- **What the exercise asks**
Select each line in the material below that contains the word "plant", and copy those lines out in full.

- **Working data**
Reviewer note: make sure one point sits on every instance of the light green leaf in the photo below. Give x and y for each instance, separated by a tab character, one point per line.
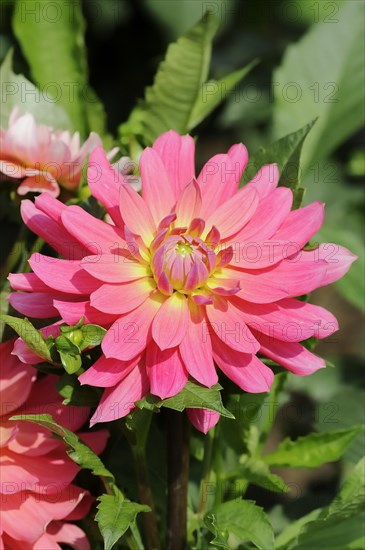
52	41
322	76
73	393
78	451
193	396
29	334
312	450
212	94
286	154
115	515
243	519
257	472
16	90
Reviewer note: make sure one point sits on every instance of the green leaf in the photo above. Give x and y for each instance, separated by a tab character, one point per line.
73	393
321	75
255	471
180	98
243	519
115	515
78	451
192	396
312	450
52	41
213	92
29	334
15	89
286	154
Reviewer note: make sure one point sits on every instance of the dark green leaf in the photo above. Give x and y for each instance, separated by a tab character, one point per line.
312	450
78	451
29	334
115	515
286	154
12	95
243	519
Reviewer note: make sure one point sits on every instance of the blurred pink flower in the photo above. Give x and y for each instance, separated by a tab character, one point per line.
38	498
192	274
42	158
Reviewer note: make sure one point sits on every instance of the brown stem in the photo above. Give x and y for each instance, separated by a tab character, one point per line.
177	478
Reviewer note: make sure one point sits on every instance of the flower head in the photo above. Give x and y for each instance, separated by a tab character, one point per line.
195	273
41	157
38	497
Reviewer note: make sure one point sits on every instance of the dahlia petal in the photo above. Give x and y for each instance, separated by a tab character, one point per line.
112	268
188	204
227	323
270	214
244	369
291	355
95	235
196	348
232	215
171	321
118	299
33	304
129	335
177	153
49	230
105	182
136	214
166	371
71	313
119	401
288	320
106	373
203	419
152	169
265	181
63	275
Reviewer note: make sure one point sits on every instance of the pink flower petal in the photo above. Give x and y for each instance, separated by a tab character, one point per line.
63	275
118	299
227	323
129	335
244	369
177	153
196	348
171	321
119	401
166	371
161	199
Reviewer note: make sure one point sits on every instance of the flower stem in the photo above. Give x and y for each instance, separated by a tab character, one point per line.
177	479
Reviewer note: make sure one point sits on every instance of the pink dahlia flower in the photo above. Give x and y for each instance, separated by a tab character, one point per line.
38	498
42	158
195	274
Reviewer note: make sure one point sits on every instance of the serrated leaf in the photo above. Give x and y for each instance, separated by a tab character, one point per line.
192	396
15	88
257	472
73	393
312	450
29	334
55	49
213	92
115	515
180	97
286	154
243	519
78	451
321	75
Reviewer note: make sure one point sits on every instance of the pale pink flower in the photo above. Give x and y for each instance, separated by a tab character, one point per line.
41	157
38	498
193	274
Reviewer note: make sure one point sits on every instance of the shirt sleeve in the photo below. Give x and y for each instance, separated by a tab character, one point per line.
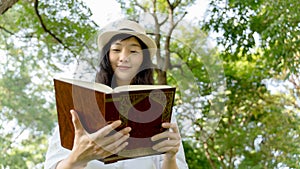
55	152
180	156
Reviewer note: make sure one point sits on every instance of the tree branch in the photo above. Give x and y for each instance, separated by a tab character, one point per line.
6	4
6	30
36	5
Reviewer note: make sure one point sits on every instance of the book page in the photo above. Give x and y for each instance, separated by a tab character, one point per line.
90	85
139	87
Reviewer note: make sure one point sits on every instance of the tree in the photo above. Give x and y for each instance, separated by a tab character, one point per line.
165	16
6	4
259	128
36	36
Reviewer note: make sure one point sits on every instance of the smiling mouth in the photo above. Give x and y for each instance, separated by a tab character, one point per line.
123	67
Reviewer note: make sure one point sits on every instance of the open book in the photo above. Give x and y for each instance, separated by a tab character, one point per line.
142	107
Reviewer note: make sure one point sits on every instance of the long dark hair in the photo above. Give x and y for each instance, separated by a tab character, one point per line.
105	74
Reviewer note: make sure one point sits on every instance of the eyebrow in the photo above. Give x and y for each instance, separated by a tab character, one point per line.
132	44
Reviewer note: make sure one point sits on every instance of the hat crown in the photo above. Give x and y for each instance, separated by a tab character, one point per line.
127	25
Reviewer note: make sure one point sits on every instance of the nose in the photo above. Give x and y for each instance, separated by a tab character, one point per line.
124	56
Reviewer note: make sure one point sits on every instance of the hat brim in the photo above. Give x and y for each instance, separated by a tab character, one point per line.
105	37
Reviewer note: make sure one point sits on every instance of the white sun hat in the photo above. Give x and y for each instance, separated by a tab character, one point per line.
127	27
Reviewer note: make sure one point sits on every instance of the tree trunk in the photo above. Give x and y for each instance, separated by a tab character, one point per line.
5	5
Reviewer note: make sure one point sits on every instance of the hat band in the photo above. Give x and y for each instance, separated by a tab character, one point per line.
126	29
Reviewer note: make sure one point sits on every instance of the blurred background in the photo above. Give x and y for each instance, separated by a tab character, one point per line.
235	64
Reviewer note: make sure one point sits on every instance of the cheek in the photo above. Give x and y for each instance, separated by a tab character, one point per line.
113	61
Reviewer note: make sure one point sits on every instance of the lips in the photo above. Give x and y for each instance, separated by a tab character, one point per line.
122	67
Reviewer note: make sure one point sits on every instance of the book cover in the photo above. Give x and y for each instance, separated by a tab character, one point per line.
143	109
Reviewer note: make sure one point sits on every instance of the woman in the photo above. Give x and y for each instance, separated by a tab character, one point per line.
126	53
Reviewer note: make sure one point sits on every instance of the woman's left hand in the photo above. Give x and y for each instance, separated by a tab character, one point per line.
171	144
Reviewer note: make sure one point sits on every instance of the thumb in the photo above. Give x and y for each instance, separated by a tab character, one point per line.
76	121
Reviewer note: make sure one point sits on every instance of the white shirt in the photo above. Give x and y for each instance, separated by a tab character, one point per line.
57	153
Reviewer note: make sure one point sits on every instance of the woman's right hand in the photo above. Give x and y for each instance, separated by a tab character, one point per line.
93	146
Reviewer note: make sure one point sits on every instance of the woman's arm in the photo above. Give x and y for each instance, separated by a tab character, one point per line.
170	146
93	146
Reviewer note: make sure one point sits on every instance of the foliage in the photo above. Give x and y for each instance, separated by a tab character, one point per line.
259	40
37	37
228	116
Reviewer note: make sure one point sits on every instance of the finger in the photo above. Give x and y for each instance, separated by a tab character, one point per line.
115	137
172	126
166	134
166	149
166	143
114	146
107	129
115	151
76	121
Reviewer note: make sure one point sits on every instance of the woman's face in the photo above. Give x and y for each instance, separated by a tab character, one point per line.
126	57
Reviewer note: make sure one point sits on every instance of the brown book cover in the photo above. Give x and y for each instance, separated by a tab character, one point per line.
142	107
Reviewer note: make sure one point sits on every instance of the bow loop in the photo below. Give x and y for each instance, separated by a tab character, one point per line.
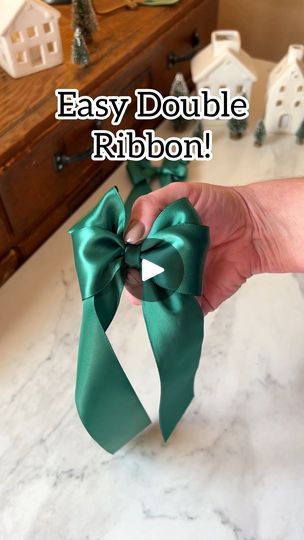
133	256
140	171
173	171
...
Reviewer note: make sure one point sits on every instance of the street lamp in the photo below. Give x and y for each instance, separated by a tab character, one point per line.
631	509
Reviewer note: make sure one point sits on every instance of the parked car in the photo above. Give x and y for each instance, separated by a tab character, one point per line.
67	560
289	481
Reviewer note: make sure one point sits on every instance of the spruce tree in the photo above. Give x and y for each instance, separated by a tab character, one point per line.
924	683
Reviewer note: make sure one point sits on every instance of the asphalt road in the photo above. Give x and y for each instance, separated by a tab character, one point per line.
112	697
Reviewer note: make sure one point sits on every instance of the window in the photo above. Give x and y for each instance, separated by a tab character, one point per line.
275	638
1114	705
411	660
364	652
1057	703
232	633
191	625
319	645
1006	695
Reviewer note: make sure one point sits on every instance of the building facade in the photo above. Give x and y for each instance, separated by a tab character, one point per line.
==
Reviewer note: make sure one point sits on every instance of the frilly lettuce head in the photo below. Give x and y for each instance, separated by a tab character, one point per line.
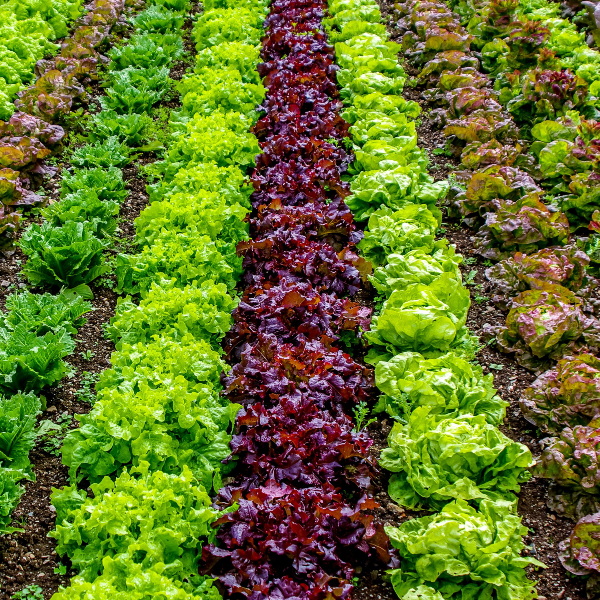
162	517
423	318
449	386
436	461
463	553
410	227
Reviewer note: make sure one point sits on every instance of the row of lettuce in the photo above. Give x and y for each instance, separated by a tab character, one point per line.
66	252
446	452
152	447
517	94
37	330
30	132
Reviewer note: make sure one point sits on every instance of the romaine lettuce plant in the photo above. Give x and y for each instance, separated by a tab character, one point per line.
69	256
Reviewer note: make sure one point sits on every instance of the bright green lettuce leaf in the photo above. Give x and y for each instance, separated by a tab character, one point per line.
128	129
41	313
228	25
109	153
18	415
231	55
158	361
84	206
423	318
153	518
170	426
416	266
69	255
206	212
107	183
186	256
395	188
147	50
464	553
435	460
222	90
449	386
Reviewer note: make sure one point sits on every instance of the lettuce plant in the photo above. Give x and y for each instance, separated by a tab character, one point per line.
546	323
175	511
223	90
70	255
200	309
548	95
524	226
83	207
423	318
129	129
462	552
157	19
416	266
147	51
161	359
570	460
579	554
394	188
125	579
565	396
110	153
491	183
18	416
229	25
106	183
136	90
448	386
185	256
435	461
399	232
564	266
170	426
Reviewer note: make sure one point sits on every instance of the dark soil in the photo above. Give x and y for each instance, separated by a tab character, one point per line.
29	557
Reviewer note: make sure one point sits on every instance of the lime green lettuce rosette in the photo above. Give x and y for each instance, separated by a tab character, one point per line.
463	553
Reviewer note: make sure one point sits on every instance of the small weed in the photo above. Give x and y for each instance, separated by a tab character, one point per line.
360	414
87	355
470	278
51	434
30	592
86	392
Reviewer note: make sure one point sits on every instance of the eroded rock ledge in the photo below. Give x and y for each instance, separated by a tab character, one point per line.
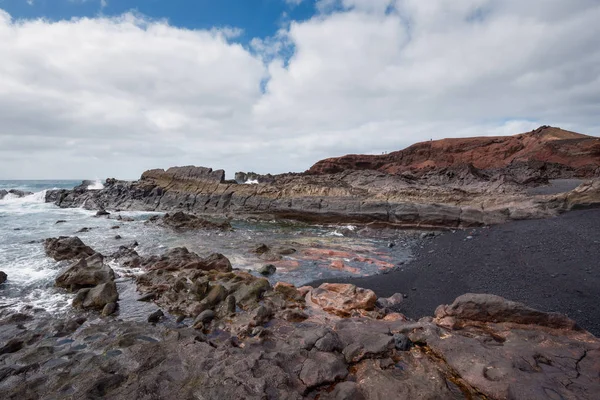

- **Response**
Reviewer note: make sure one point sits on every instance of the romaine lettuce plant in the photo above. Give x and y for each instance, separated by a tab character, one point per line.
Reviewer note: make sure one point sits on every instance of the lettuce plant in the photo above. Give x and y for each instance, separated by a tab character, one point per line.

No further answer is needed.